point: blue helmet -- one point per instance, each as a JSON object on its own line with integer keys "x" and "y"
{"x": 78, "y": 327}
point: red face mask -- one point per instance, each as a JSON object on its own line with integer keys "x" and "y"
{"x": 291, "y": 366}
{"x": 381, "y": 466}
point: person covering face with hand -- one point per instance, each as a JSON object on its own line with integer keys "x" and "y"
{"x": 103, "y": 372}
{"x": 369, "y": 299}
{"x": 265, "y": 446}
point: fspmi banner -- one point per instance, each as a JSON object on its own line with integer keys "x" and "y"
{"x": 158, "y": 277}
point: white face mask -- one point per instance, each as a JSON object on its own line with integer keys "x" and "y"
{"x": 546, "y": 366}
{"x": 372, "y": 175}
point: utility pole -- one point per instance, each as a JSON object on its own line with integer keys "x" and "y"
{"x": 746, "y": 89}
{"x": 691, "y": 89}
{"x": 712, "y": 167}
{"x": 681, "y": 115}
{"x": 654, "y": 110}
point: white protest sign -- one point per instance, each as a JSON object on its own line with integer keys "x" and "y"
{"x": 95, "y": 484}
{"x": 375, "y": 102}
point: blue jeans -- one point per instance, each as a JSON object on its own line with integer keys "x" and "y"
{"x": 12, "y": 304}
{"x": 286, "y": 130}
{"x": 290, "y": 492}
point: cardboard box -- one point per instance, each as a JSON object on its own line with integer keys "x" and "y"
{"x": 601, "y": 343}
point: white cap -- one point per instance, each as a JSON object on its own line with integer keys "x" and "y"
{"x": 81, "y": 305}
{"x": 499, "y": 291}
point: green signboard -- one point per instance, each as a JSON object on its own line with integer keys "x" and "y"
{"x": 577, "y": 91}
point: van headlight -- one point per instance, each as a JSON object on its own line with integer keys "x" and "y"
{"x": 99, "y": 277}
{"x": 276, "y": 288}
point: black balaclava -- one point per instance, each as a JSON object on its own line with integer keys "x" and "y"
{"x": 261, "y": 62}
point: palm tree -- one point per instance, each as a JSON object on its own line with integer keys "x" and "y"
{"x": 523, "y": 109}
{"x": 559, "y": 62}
────────
Copy out every item above line by line, without changing a single character.

point: blue helmet -- one point per instance, each as a JSON object on its own line with integer keys "x" and "y"
{"x": 78, "y": 327}
point: red face mask -- one point per instance, each as a JSON object on its own line with integer keys "x" and "y"
{"x": 291, "y": 366}
{"x": 381, "y": 466}
point: person covering face with hand -- one point per instance, each as a JSON object on its own line with integer keys "x" and "y"
{"x": 103, "y": 372}
{"x": 369, "y": 299}
{"x": 265, "y": 446}
point: fspmi banner -- one point per instance, each as a JSON object on its own line with integer keys "x" and "y"
{"x": 158, "y": 277}
point: white face mask -- one point per instance, each as a JSON object on its own line with integer keys "x" and "y"
{"x": 546, "y": 366}
{"x": 372, "y": 175}
point: utility pole -- one point per instance, each as a JSON object on its own line with integer keys "x" and "y"
{"x": 746, "y": 89}
{"x": 691, "y": 89}
{"x": 712, "y": 167}
{"x": 681, "y": 115}
{"x": 654, "y": 110}
point: white protest sign -- one point per instance, each as a JSON object on its own line with integer keys "x" and "y"
{"x": 95, "y": 484}
{"x": 375, "y": 102}
point: blue jeans -- one point per instance, each as a JSON object on its own line with integer keys "x" and "y"
{"x": 12, "y": 304}
{"x": 286, "y": 130}
{"x": 290, "y": 492}
point: cardboard box -- one point per instance, each as a JSON object on its own line with integer keys "x" and "y"
{"x": 601, "y": 343}
point: white cap -- one point per instance, each as a JSON object on its own line with integer keys "x" and "y"
{"x": 81, "y": 305}
{"x": 499, "y": 291}
point: green signboard -- one point per instance, each as a JSON object on its own line with integer keys "x" and "y"
{"x": 577, "y": 91}
point: van headlight -- one point per instance, each as a JSON object on its own line with integer keys "x" and "y"
{"x": 99, "y": 277}
{"x": 276, "y": 288}
point: black balaclava -- one point per instance, each as a JSON object on its own line with integer keys "x" and "y"
{"x": 261, "y": 62}
point: palm tree -- one point per instance, each as a JSON object on its own line with integer keys "x" and "y"
{"x": 523, "y": 109}
{"x": 559, "y": 62}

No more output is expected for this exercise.